* [Estratto selezionato]

----------

In nome del Popolo Italiano

 

LA CORTE COSTITUZIONALE

 

 

composta dai signori:

 

Presidente

 

Prof. Francesco Paolo CASAVOLA

 

Giudici

 

Prof. Gabriele PESCATORE

 

Avv. Ugo SPAGNOLI

 

Prof. Antonio BALDASSARRE

 

Prof. Vincenzo CAIANIELLO

 

Avv. Mauro FERRI

 

Prof. Luigi MENGONI

 

Prof. Enzo CHELI

 

Dott. Renato GRANATA

 

Prof. Giuliano VASSALLI

 

Prof. Francesco GUIZZI

 

Prof. Cesare MIRABELLI

 

Prof. Fernando SANTOSUOSSO

 

Avv. Massimo VARI

 

Dott. Cesare RUPERTO

 

ha pronunciato la seguente

 

SENTENZA

 

 

nel giudizio di legittimità costituzionale dell'art. 5, nono comma, del decreto-legge 27 aprile 1990, n. 90 (Disposizioni in materia di determinazione del reddito ai fini delle imposte sui redditi, di rimborsi dell'imposta sul valore aggiunto e di contenzioso tributario, nonche' altre disposizioni urgenti), convertito con modificazioni nella legge 26 settembre 1990, n.165, promosso con ordinanza emessa il 28 ottobre 1992 dalla Commissione tributaria di primo grado di Larino sul ricorso proposto da Salerno Antonio contro l'Ufficio II. DD. di Termoli, iscritta al n. 278 del registro ordinanze 1993 e pubblicata nella Gazzetta Ufficiale della Repubblica n. 25, prima serie speciale, dell'anno 1993.

 

Visto l'atto di intervento del Presidente del Consiglio dei ministri;

 

udito nella camera di consiglio del 1° dicembre 1993 il Giudice relatore Fernando Santosuosso;

 

 

Ritenuto in fatto

 

 

1. Nel corso di un procedimento scaturito dal ricorso proposto da Salerno Antonio avverso una cartella esattoriale emessa a seguito della provvisoria iscrizione a ruolo, in base ad accertamento notificato il 18 dicembre 1990, di somme dovute a titolo di I.R.PE.F. e I.L.O.R. per l'anno 1984, la Commissione tributaria di primo grado di Larino, con ordinanza emessa in data 28 ottobre 1992, ha sollevato, in riferimento all'art. 3 della Costituzione, questione di legittimità costituzionale dell'art.5, nono comma, del decreto-legge 27 aprile 1990, n. 90 (Disposizioni in materia di determinazione del reddito ai fini delle imposte sui redditi, di rimborsi dell'imposta sul valore aggiunto e di contenzioso tributario, nonche' altre disposizioni urgenti), convertito con modificazioni nella legge 26 giugno 1990, n. 165, nella parte in cui non prevede che soltanto a decorrere dall'anno d'imposta 1990 possa trovare applicazione la detta disposizione, in forza della quale, nel caso di provvisoria iscrizione a ruolo di somme dovute per imposte sul reddito o sul valore aggiunto (art. 15, primo comma, del d.P.R. 29 settembre 1973, n. 602 e art. 60, secondo comma, del d.P.R. 26 ottobre 1972, n. 633), "devono essere iscritti a ruolo e pagati anche i relativi interessi".

----------

* [Dati elencati]

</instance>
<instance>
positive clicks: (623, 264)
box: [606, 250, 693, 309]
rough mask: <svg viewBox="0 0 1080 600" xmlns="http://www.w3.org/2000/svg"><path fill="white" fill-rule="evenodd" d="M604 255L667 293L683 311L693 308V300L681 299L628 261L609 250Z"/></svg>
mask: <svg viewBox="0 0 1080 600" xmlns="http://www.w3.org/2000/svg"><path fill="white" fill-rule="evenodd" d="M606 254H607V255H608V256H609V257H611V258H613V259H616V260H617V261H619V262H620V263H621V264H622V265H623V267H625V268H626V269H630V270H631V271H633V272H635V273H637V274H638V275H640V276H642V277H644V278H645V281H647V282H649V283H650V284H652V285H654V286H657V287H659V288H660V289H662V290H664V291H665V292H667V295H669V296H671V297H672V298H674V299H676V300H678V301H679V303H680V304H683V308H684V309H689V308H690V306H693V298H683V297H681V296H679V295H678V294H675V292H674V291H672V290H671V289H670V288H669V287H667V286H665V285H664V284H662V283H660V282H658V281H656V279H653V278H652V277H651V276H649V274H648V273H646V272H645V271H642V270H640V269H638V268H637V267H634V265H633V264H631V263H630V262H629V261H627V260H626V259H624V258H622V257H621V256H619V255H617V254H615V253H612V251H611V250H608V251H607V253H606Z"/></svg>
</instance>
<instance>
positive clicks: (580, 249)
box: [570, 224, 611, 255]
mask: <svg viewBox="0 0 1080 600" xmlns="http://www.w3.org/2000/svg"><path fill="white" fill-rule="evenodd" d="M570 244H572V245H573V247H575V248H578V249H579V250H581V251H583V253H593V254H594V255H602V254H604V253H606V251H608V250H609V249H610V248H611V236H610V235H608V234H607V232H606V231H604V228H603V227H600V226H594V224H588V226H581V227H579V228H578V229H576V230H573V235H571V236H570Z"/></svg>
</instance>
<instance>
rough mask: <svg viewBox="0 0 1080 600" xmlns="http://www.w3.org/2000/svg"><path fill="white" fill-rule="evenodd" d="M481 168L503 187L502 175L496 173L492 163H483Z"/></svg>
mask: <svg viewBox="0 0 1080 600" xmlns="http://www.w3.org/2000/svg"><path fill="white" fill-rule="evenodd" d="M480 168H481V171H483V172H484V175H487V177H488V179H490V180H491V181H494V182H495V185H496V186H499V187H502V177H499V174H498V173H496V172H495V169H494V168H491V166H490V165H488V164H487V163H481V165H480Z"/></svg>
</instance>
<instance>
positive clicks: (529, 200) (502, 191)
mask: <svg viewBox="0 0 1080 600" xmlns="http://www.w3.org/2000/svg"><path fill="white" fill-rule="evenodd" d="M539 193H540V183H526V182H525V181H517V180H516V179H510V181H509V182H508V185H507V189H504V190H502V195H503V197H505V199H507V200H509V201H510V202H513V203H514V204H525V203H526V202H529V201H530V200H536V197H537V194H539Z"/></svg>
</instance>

----------

* [Esercizi da svolgere]
**A)** Riporta il passo della sentenza della Corte costituzionale che si apre con le parole contenenti "ha pronunciato la" e si chiude con "speciale, dell'anno 1993.".
**B)** Scrivi il seguito della sentenza della Corte costituzionale a partire dal punto in cui si ferma.
I dati non hanno alcun legame con la sentenza della Corte costituzionale.

* [Soluzioni degli esercizi]
**A)**
ha pronunciato la seguente

 

SENTENZA

 

 

nel giudizio di legittimità costituzionale dell'art. 5, nono comma, del decreto-legge 27 aprile 1990, n. 90 (Disposizioni in materia di determinazione del reddito ai fini delle imposte sui redditi, di rimborsi dell'imposta sul valore aggiunto e di contenzioso tributario, nonche' altre disposizioni urgenti), convertito con modificazioni nella legge 26 settembre 1990, n.165, promosso con ordinanza emessa il 28 ottobre 1992 dalla Commissione tributaria di primo grado di Larino sul ricorso proposto da Salerno Antonio contro l'Ufficio II. DD. di Termoli, iscritta al n. 278 del registro ordinanze 1993 e pubblicata nella Gazzetta Ufficiale della Repubblica n. 25, prima serie speciale, dell'anno 1993.

**B)**
Nel giudizio a quo la parte ricorrente sosteneva che il disposto di cui al citato art. 5, nono comma, del decreto-legge 27 aprile 1990, n.90 non poteva essere applicato retroattivamente; ma si ribatteva, da parte dell'Ufficio tributario, che, trattandosi di norma processuale, la stessa doveva trovare comunque immediata applicazione.

 

La Commissione tributaria, ritenuta condivisibile questa ultima interpretazione, ha osservato -però- nell'ordinanza di rimessione, che l'applicazione della norma in questione anche con riferimento a somme dovute a titolo di imposta per anni precedenti a quello della sua entrata in vigore potrebbe dar luogo ad una ingiustificata disparità di trattamento fra i soggetti ai quali l'accertamento (come nel caso specifico) sia stato notificato in epoca successiva alla detta entrata in vigore e quelli ai quali analogo accertamento (avendo l'Amministrazione operato con maggiore tempestività) sia stato notificato in epoca precedente, con conseguente violazione dell'art. 3 della Costituzione.

 

2. E' intervenuto il Presidente del Consiglio dei ministri, rappresentato e difeso dall'Avvocatura generale dello Stato, chiedendo che la questione sia dichiarata infondata.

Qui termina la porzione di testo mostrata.